→ Extracted text

※ ※ ※

In an attempt to overcome such rising costs, a single expansion device may be coupled to a plurality of evaporator coil circuits. A single distributor is provided to equalize the amount of refrigerant flowing through it. In turn, this requires a complicated system of distribution tubes and passages to connect to multiple evaporator coil circuits. Further, long distribution tubes are required whereby each of the distribution tube lengths must measure the exact same to ensure adequate pressure and flow of the refrigerant to each evaporator coil circuit. Additionally, each evaporator coil circuit is required to have the same number of bends in the evaporator coils to maintain the proper pressure drop essential for proper refrigerant distribution. In most applications, such system could not be easily preassembled due to the varying handling and mounting requirements of each implementation, thus requiring the distribution tubes to be welded to the evaporator coil circuit either on the assembly line or in the field. Ultimately, this may result in loss of the necessary tolerance control for proper refrigerant distribution, potential leaks, as well as increased assembly costs.

Despite efforts to date, the need remains for an effective and cost efficient system and method for connecting multiple heat exchanger/evaporation coils to a single thermal expansion device. The present disclosure overcomes the deficiencies of prior attempts by providing a single distributor system and method thereof. These and other needs are advantageously satisfied by the disclosed systems and methods for refrigerant distribution to a plurality of evaporator coil circuits.

※ ※ ※

→ Supplied material
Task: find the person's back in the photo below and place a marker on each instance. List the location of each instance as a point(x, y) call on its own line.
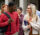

※ ※ ※

→ Written instruction
Could you return, word for word, the portion of the refrigerant distribution passage that opens with the words containing "Despite efforts to" and closes with "distribution to a plurality of evaporator coil circuits."?

→ Exercise result
Despite efforts to date, the need remains for an effective and cost efficient system and method for connecting multiple heat exchanger/evaporation coils to a single thermal expansion device. The present disclosure overcomes the deficiencies of prior attempts by providing a single distributor system and method thereof. These and other needs are advantageously satisfied by the disclosed systems and methods for refrigerant distribution to a plurality of evaporator coil circuits.